▶ Testo da leggere
-=-=-=-=-

"L'esattore" di Marinus van Reymerswaele

Come si cura la disuguaglianza. Più mercato o più tasse? Paesi a confronto

Luciano Capone

Un sondaggio del Pew Research Center indaga su quale sia il metodo migliore per ridurre le differenze di reddito. Nei paesi più avanzati le persone ritengono che sia preferibile aumentare le tasse sui più benestanti e sulle imprese per redistribuire la ricchezza, cosa che non avviene nei paesi emergenti o in via di sviluppo

Esiste un grande problema di disuguaglianza economica, quindi bisogna abbassare le tasse ai ricchi e alle imprese. Sembrerebbe un controsenso in un periodo in cui il libero mercato, spesso indicato come “liberismo” o “turboliberismo”, viene accusato di ogni malefatta: dalla recessione alla disoccupazione, dall’impoverimento alle disuguaglianze, passando per i disastri naturali e addirittura l’ebola. Ma è quello che pensano, soprattutto nei paesi in via di sviluppo dove la disuguaglianza è maggiore, gli intervistati in un sondaggio del Pew Research Center, un think tank indipendente con base a Washington che conduce sondaggi e ricerche a livello globale.

 

Se la disuguaglianza è vista come un grosso problema per tutte le categorie di paesi sondati – sviluppati, emergenti e in via di sviluppo – molto diverse sono le risposte date dagli intervistati su quale sia il metodo migliore per ridurre le differenze di reddito. In generale nei paesi più avanzati le persone ritengono che sia preferibile aumentare le tasse sui più benestanti e sulle imprese per redistribuire la ricchezza a favore dei più poveri attraverso la spesa pubblica, mentre nei paesi emergenti e in quelli in via di sviluppo ritengono che per ridurre le disuguaglianze sia preferibile abbassare le tasse sui ricchi e sulle aziende per favorire gli investimenti e la crescita economica. Questa divergenza sembra paradossale perché a preferire tasse più basse sono proprio quei paesi dove spesso la pressione fiscale è inferiore rispetto ai paesi sviluppati e nei quali le disuguaglianze sono maggiori. La giustizia sociale andrebbe perseguita attraverso meno tasse su ricchi e imprese in paesi come il Brasile (77 per cento), l’Argentina (60 per cento), il Vietnam (60 per cento), il Venezuela (55 per cento), l’India (39 per cento). Si tratta di nazioni che hanno iniziato a sperimentare i benefici del capitalismo con alti tassi di crescita, che sono usciti da regimi in cui la pianificazione pubblica ha impedito la crescita economica o stati in cui le politiche pubbliche interventiste, redistributive e inflazionistiche creano ancora oggi distorsioni e gravi problemi di crescita. Ovviamente nel gruppo dei paesi in via di sviluppo ci sono delle eccezioni, come la Cina (42 per cento), il Cile (53 per cento) e l’Egitto (53 per cento) che invece chiedono tasse più alte per colmare le differenze.

-=-=-=-=-

▶ Consegna 1
Riassumi in due frasi l'articolo sulla disuguaglianza.
L'articolo e le righe non hanno alcun legame tra loro.

[Dati di annotazione a punti]
-=-=-=-=-

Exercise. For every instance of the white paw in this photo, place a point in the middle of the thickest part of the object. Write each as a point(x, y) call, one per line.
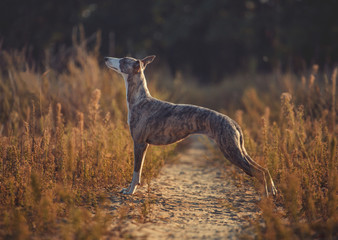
point(128, 191)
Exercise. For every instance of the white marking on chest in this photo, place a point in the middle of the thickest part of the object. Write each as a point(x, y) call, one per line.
point(125, 77)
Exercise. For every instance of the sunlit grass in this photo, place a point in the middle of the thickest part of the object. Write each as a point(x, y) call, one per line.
point(64, 142)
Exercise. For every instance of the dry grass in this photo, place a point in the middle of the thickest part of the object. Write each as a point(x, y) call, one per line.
point(64, 143)
point(289, 125)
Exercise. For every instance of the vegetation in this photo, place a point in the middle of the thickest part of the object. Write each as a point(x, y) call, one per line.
point(230, 36)
point(289, 123)
point(64, 144)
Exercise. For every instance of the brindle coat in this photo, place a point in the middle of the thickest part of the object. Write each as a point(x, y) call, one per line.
point(157, 122)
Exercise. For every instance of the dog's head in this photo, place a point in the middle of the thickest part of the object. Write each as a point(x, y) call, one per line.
point(128, 65)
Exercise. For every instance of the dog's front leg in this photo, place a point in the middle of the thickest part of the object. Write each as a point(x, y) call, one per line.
point(139, 154)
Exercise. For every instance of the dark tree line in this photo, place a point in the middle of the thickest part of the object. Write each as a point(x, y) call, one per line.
point(211, 38)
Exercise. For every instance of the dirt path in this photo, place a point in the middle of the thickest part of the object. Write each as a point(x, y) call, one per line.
point(191, 199)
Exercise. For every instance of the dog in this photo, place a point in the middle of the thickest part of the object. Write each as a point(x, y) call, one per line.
point(152, 121)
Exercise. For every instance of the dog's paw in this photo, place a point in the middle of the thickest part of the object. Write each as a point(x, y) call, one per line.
point(127, 191)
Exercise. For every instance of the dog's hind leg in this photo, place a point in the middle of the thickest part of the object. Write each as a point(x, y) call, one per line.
point(233, 149)
point(139, 155)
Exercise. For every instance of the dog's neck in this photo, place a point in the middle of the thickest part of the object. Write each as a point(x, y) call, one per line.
point(136, 89)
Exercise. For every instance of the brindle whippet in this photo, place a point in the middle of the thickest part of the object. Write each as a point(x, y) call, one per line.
point(152, 121)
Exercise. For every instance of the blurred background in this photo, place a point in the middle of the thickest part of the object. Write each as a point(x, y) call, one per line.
point(208, 39)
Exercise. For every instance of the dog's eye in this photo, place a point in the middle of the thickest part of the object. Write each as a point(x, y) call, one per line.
point(137, 67)
point(137, 64)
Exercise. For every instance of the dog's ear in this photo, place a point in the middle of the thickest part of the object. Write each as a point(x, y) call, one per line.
point(147, 60)
point(137, 66)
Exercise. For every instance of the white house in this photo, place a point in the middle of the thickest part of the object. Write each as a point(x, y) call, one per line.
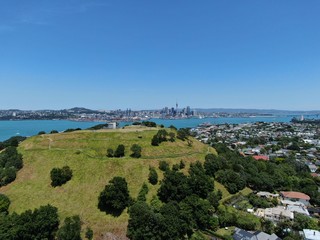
point(296, 197)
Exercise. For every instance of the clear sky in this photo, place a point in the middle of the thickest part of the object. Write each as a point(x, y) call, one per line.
point(142, 54)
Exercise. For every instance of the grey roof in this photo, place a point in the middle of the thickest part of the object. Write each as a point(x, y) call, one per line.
point(265, 236)
point(241, 234)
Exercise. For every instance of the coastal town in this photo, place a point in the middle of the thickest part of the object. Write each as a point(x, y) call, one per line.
point(176, 112)
point(272, 142)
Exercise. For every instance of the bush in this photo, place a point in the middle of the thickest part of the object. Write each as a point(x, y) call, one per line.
point(119, 151)
point(10, 163)
point(155, 141)
point(110, 152)
point(70, 229)
point(153, 176)
point(60, 176)
point(163, 166)
point(89, 233)
point(143, 192)
point(136, 151)
point(4, 203)
point(115, 197)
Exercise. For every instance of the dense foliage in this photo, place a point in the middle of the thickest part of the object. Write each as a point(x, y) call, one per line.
point(236, 172)
point(119, 152)
point(136, 151)
point(70, 230)
point(153, 176)
point(60, 176)
point(4, 204)
point(159, 137)
point(115, 197)
point(41, 223)
point(10, 163)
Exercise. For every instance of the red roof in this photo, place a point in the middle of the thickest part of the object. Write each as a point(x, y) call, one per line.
point(298, 195)
point(261, 157)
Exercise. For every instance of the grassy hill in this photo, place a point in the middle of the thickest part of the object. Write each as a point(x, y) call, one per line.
point(85, 153)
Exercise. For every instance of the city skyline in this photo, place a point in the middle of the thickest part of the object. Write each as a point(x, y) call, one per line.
point(146, 55)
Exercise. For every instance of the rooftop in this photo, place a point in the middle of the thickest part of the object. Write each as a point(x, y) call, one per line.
point(298, 195)
point(310, 234)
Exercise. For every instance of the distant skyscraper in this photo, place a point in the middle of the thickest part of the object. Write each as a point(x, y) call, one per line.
point(188, 111)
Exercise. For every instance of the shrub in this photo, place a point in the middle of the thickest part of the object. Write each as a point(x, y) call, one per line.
point(110, 152)
point(60, 176)
point(153, 176)
point(119, 151)
point(115, 196)
point(136, 151)
point(4, 203)
point(163, 165)
point(70, 230)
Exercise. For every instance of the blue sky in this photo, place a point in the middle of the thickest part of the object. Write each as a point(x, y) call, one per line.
point(150, 54)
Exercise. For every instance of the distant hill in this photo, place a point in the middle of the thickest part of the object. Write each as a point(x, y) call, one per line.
point(261, 111)
point(85, 153)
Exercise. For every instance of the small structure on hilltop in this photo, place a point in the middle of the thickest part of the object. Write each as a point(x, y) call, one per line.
point(309, 234)
point(241, 234)
point(296, 197)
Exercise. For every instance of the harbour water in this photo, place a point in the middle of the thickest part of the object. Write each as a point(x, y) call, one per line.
point(32, 127)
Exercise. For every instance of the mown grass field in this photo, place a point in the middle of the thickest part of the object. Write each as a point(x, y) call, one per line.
point(85, 153)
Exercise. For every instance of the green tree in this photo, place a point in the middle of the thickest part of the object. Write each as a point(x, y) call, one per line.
point(174, 187)
point(110, 152)
point(71, 229)
point(163, 166)
point(214, 198)
point(153, 176)
point(196, 212)
point(60, 176)
point(172, 136)
point(119, 151)
point(199, 183)
point(143, 222)
point(89, 233)
point(115, 196)
point(4, 203)
point(155, 141)
point(136, 151)
point(143, 192)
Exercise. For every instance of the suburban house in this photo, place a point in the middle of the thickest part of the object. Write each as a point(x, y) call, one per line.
point(309, 234)
point(241, 234)
point(267, 195)
point(296, 197)
point(275, 214)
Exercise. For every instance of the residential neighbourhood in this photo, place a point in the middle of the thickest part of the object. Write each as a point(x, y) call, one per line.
point(273, 142)
point(263, 141)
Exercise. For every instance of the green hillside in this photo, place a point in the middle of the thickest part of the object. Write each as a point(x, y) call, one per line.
point(85, 153)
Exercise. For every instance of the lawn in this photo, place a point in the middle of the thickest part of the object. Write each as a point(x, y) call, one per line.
point(85, 153)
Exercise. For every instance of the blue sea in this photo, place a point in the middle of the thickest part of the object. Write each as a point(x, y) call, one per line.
point(32, 127)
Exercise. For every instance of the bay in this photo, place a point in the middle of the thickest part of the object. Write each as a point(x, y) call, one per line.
point(32, 127)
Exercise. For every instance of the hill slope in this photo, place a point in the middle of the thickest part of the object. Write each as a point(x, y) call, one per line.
point(85, 153)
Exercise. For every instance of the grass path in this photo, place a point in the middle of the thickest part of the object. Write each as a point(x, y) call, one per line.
point(84, 152)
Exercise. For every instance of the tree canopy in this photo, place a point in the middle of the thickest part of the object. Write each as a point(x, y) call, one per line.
point(115, 196)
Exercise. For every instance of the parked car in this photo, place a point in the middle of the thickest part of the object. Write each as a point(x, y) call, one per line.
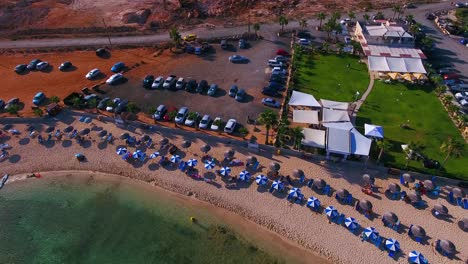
point(42, 65)
point(238, 59)
point(191, 119)
point(65, 66)
point(21, 68)
point(38, 98)
point(191, 86)
point(180, 84)
point(160, 112)
point(147, 81)
point(242, 44)
point(240, 95)
point(233, 91)
point(202, 86)
point(212, 90)
point(103, 103)
point(118, 67)
point(93, 73)
point(114, 79)
point(181, 115)
point(204, 122)
point(169, 83)
point(158, 83)
point(121, 106)
point(230, 126)
point(32, 65)
point(190, 37)
point(271, 102)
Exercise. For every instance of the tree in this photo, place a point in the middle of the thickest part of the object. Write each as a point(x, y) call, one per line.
point(256, 27)
point(175, 36)
point(297, 134)
point(38, 112)
point(54, 99)
point(396, 9)
point(303, 24)
point(283, 21)
point(269, 119)
point(383, 145)
point(321, 16)
point(452, 148)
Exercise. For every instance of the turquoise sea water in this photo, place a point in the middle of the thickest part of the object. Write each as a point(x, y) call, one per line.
point(87, 221)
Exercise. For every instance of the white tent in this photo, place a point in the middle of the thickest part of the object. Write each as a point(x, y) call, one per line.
point(334, 105)
point(314, 138)
point(338, 141)
point(360, 145)
point(305, 116)
point(330, 115)
point(373, 131)
point(303, 99)
point(390, 64)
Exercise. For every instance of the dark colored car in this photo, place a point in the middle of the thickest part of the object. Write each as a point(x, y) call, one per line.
point(21, 68)
point(32, 65)
point(191, 86)
point(202, 87)
point(65, 66)
point(148, 81)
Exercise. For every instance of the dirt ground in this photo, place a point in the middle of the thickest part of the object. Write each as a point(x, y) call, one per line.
point(213, 67)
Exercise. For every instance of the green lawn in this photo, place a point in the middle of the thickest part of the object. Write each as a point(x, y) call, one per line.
point(390, 105)
point(328, 77)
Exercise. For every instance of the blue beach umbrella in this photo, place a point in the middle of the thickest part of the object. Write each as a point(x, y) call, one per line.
point(371, 233)
point(294, 192)
point(331, 211)
point(261, 179)
point(209, 165)
point(278, 185)
point(121, 151)
point(351, 223)
point(225, 171)
point(244, 175)
point(154, 155)
point(313, 202)
point(192, 162)
point(175, 158)
point(392, 245)
point(416, 257)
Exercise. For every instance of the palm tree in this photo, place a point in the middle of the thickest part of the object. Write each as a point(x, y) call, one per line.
point(303, 24)
point(283, 21)
point(269, 119)
point(396, 9)
point(383, 145)
point(452, 148)
point(175, 36)
point(321, 16)
point(297, 133)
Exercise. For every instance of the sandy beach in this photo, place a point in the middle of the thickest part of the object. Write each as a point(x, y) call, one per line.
point(295, 222)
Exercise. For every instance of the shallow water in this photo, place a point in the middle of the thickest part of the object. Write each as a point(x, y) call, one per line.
point(71, 220)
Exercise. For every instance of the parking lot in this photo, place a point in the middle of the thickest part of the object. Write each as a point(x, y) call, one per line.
point(213, 67)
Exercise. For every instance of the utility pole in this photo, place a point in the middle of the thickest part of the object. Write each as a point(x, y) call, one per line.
point(108, 33)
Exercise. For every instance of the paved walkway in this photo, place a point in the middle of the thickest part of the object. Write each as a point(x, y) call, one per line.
point(362, 100)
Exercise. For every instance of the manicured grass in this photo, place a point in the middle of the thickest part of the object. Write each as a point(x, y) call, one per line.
point(391, 105)
point(326, 76)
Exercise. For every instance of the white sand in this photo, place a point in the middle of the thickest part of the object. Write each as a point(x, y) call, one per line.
point(296, 222)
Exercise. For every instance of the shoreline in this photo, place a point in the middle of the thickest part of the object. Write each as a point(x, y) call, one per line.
point(249, 230)
point(296, 223)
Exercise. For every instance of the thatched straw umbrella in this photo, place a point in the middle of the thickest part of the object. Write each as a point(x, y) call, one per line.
point(441, 209)
point(418, 231)
point(320, 183)
point(390, 217)
point(393, 188)
point(342, 193)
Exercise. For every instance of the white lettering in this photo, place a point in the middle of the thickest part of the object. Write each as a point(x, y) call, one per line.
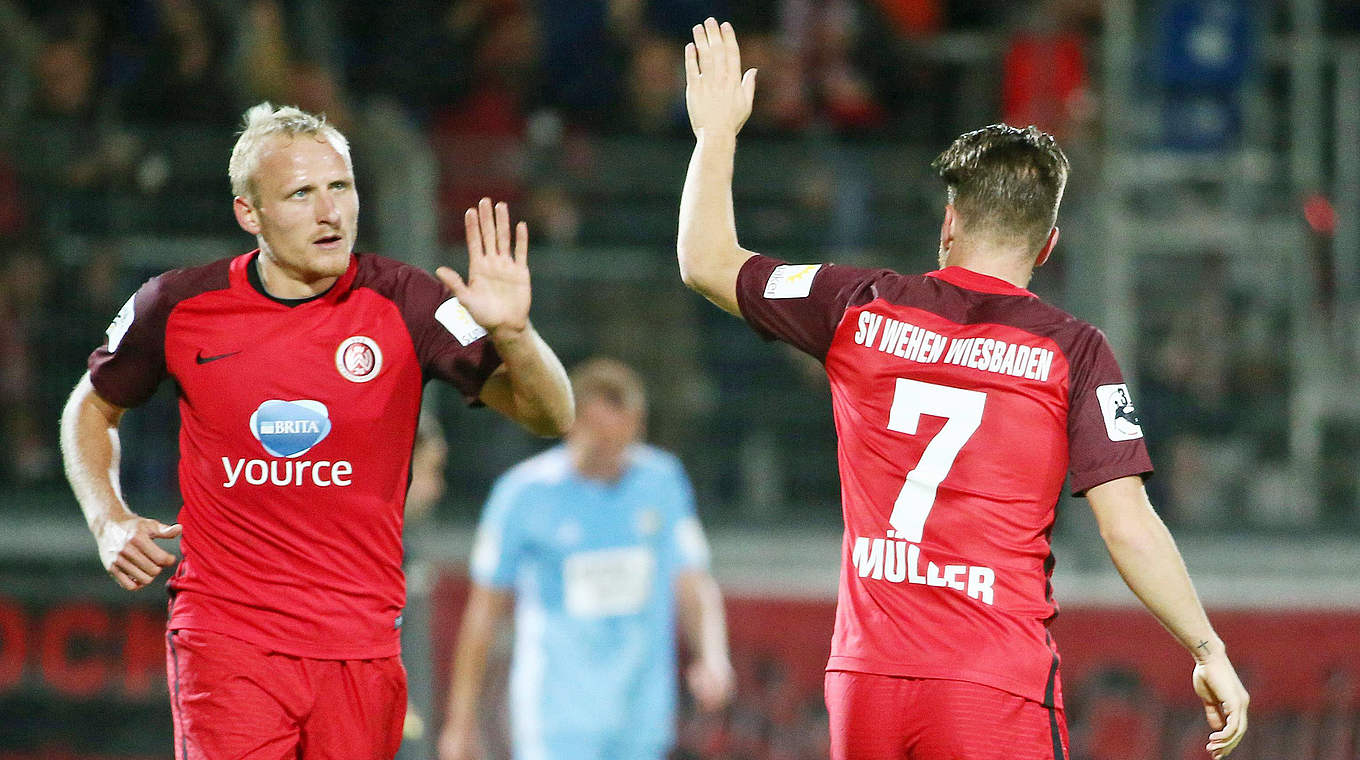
point(340, 473)
point(896, 562)
point(891, 332)
point(979, 583)
point(959, 350)
point(952, 575)
point(289, 472)
point(233, 473)
point(1045, 363)
point(869, 324)
point(914, 344)
point(914, 564)
point(998, 355)
point(936, 348)
point(933, 577)
point(1008, 365)
point(977, 359)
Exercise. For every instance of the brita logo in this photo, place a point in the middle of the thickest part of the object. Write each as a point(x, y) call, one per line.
point(290, 428)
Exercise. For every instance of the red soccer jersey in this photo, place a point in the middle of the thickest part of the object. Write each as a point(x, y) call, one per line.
point(295, 433)
point(960, 404)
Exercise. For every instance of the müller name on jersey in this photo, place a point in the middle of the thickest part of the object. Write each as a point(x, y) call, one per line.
point(898, 562)
point(986, 354)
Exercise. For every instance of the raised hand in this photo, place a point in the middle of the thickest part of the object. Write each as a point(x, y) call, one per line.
point(129, 552)
point(497, 294)
point(1224, 703)
point(717, 94)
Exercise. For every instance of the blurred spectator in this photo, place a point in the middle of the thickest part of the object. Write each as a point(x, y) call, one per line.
point(913, 18)
point(584, 52)
point(29, 450)
point(276, 70)
point(845, 97)
point(1043, 75)
point(478, 137)
point(184, 76)
point(12, 214)
point(656, 89)
point(1118, 719)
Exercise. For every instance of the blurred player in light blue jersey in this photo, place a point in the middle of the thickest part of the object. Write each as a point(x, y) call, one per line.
point(597, 547)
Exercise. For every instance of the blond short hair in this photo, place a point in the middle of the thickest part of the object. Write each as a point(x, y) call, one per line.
point(264, 121)
point(611, 381)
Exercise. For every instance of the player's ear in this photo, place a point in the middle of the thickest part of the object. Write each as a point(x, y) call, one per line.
point(246, 215)
point(948, 227)
point(1047, 248)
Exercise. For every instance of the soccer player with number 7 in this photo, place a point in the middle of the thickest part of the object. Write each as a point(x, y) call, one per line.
point(962, 403)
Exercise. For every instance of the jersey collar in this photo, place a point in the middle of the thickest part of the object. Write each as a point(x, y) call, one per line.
point(241, 278)
point(969, 279)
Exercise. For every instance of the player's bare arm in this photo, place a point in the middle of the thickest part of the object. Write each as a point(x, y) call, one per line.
point(709, 676)
point(718, 97)
point(90, 452)
point(1147, 558)
point(531, 386)
point(487, 609)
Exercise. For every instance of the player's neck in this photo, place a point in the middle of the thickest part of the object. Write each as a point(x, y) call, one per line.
point(279, 282)
point(596, 464)
point(1007, 264)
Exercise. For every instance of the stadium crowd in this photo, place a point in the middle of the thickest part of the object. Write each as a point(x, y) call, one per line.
point(514, 99)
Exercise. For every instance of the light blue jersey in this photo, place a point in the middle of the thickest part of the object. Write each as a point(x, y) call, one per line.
point(593, 567)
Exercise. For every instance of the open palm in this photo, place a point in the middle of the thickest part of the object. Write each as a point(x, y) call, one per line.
point(497, 292)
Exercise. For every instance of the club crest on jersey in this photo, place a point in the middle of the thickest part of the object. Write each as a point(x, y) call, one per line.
point(1122, 422)
point(792, 280)
point(359, 359)
point(290, 428)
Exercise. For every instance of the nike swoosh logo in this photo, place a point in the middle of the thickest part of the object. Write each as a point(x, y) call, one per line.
point(203, 359)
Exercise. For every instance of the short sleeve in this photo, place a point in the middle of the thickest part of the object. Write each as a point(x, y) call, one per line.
point(498, 548)
point(449, 344)
point(128, 367)
point(1105, 434)
point(799, 303)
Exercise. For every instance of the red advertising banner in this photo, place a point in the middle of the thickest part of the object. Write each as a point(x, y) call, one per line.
point(1126, 681)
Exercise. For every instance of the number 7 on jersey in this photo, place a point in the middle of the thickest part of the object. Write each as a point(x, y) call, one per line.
point(962, 411)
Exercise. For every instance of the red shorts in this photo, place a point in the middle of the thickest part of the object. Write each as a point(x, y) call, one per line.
point(892, 718)
point(233, 699)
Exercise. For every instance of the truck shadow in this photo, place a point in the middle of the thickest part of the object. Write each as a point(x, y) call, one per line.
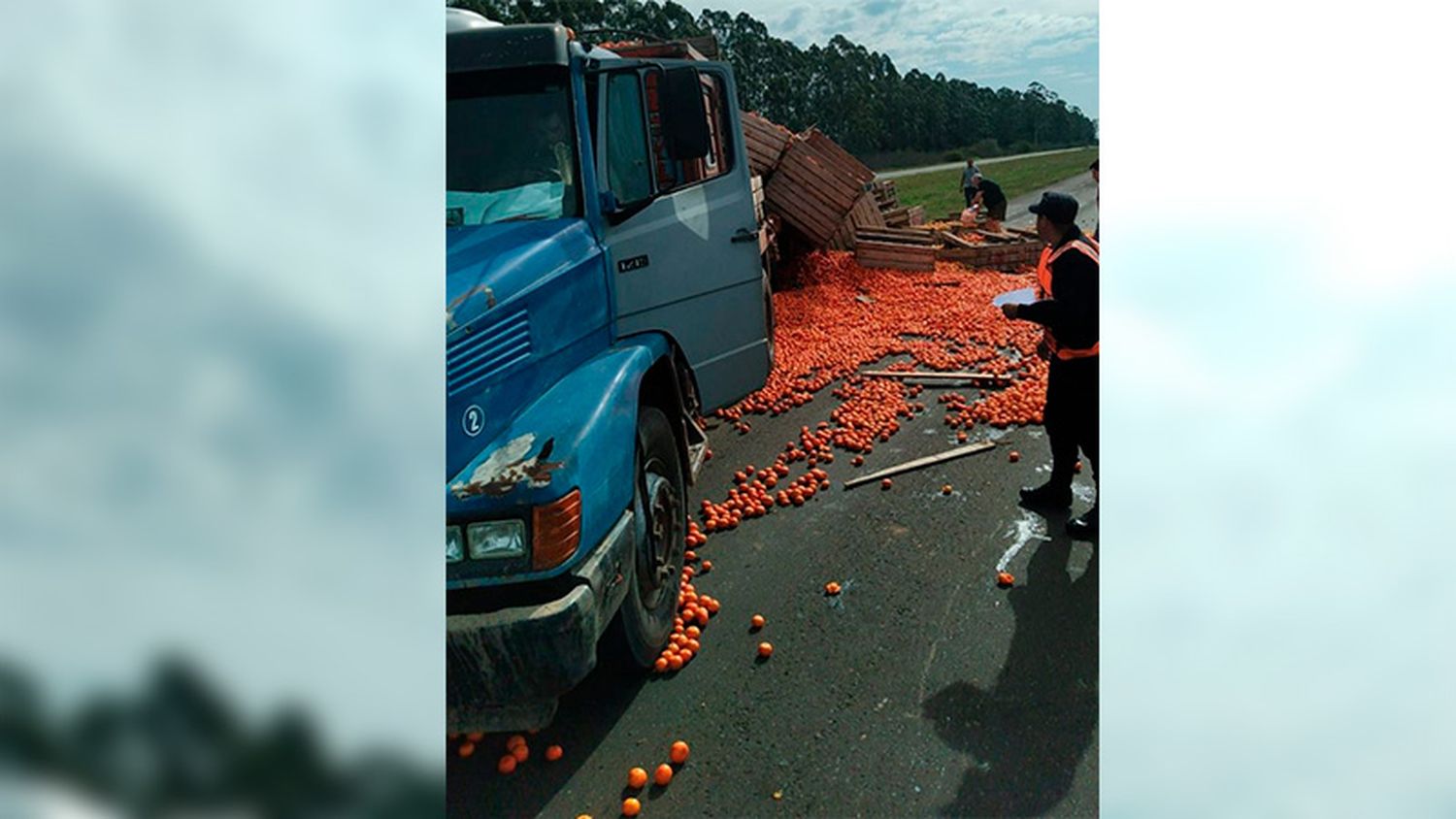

-=-=-=-=-

▶ Consegna 2
Ricopia senza cambiare nulla le righe dei dati, partendo dalla riga che contiene "Exercise. For every instance of the jersey" e arrivando alla riga che contiene "point(593, 567)", entrambe comprese.

▶ Risultato corretto 1
Secondo un sondaggio del Pew Research Center, la disuguaglianza è vista come un grosso problema in tutti i paesi sondati, ma le risposte su come ridurla sono molto diverse. Nei paesi più avanzati si preferisce aumentare le tasse su ricchi e imprese per redistribuire la ricchezza, mentre nei paesi emergenti e in via di sviluppo si preferisce abbassarle per favorire investimenti e crescita economica.

▶ Risultato corretto 2
Exercise. For every instance of the jersey collar in this photo, place a point in the middle of the thickest part of the object. Write each as a point(x, y) call, one per line.
point(241, 278)
point(969, 279)
Exercise. For every instance of the player's bare arm in this photo, place a point in the middle of the thickest part of the object. Write each as a point(x, y) call, one per line.
point(709, 676)
point(718, 97)
point(90, 452)
point(1147, 558)
point(531, 386)
point(487, 609)
Exercise. For every instance of the player's neck in this photo, place a point in the middle of the thickest part of the object. Write each as a point(x, y) call, one per line.
point(279, 282)
point(596, 464)
point(1007, 264)
Exercise. For every instance of the stadium crowd in this photo, place a point in the middle of the thickest part of the object. Write each as a point(x, y) call, one per line.
point(514, 99)
Exercise. For every instance of the light blue jersey in this photo, place a point in the middle of the thickest part of the object. Write each as a point(x, y) call, one per line.
point(593, 567)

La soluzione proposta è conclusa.